= Working data =
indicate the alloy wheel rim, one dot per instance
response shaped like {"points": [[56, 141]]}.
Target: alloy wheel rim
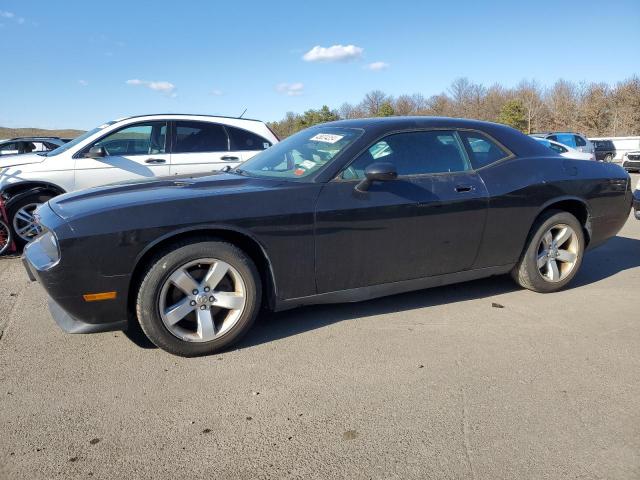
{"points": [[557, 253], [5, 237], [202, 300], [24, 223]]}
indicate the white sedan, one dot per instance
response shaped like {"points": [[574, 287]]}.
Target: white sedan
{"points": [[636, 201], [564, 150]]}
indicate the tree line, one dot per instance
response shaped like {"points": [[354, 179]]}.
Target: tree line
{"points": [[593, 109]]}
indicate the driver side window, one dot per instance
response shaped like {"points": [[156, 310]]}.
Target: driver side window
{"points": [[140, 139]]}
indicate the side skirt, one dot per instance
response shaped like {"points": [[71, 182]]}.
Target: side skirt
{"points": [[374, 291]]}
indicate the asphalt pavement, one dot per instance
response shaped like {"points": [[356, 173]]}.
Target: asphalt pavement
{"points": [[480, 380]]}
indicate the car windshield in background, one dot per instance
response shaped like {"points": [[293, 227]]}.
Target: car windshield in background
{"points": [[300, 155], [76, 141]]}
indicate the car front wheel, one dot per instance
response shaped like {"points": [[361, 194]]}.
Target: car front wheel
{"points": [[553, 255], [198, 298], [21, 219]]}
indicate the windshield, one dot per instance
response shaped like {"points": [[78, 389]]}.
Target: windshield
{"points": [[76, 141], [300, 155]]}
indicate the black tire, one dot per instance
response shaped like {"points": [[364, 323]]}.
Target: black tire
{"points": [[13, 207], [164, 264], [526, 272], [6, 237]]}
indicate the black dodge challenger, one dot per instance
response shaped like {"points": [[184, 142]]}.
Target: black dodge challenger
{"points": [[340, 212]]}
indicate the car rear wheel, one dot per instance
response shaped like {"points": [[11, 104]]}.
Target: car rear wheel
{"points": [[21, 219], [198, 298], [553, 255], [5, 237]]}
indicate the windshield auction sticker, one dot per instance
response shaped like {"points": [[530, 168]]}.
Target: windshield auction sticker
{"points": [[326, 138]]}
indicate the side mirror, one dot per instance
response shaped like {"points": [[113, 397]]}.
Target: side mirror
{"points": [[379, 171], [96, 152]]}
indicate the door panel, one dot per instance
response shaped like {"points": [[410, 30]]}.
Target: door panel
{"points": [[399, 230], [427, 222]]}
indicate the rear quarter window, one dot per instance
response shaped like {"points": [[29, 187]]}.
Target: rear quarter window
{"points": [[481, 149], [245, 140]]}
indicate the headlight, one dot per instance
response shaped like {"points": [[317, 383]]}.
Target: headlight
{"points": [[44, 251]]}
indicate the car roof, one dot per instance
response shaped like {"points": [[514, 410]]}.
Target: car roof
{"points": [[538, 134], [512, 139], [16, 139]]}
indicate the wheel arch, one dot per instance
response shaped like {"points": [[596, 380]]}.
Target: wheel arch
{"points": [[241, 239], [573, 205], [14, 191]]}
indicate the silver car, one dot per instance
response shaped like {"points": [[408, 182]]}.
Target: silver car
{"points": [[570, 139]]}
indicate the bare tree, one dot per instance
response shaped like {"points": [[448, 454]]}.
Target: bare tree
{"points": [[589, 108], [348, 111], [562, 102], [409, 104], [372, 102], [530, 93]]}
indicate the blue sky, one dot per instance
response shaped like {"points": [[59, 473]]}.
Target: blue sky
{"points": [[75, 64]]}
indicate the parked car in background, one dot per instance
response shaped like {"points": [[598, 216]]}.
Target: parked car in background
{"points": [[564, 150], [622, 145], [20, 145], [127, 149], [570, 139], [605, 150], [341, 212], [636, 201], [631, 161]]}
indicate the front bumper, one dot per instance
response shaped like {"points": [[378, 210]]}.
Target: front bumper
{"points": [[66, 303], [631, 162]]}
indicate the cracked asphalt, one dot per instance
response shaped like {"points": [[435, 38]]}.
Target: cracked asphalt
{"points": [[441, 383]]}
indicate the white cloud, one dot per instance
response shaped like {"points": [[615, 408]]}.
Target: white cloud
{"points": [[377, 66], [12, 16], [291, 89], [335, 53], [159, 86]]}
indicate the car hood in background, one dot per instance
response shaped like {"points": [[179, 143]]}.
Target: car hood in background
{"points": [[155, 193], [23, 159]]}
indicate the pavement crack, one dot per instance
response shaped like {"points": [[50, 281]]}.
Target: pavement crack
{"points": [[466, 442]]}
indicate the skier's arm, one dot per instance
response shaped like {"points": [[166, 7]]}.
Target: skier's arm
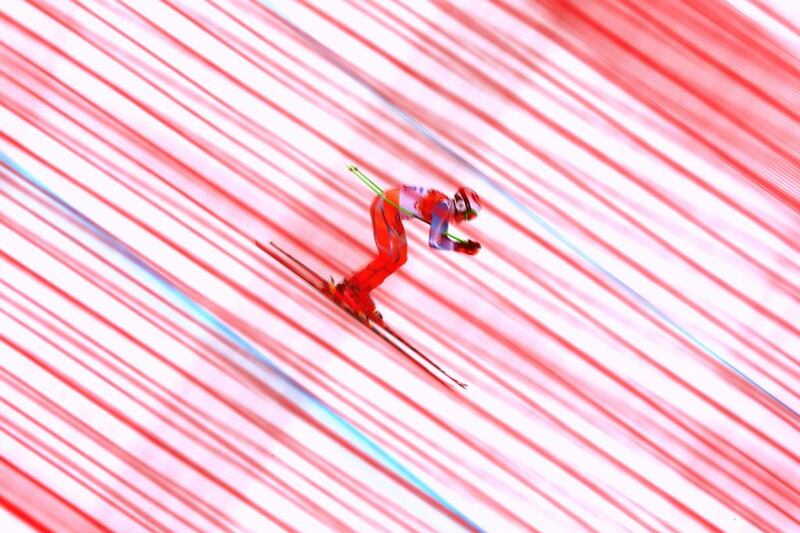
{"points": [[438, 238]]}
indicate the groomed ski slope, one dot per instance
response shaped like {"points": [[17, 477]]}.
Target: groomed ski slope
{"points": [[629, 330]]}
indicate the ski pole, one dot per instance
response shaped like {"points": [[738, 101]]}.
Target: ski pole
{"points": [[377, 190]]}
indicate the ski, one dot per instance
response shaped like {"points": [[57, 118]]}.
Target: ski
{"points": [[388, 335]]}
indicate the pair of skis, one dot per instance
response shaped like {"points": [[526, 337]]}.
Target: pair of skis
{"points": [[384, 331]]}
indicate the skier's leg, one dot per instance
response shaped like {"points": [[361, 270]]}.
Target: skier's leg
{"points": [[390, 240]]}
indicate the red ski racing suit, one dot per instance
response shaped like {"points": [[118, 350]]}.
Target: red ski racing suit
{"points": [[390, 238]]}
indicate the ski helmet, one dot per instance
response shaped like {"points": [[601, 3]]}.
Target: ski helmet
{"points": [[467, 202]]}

= What the exercise asks =
Print nothing but the lines from the line with "indicate the ski, one dot per instance" to the last line of the records above. Both of those lines count.

= Task answer =
indicate the ski, one dot per instance
response shaped like {"points": [[57, 118]]}.
Target: ski
{"points": [[388, 335]]}
indicate the pair of skis, one dot per instance
response shaped like {"points": [[526, 337]]}.
Target: pair of skis
{"points": [[384, 331]]}
indicate the skier's leg, one dot per instance
response shaped like {"points": [[361, 270]]}.
Target: skier's leg
{"points": [[390, 240]]}
indicate the red ski racing suit, one dot per instance
response shaped like {"points": [[118, 350]]}.
Target: red ski racing suit
{"points": [[390, 238]]}
indicate the ski helmet, one dot per instance
response shaped like {"points": [[601, 3]]}.
Target: ski helmet
{"points": [[467, 202]]}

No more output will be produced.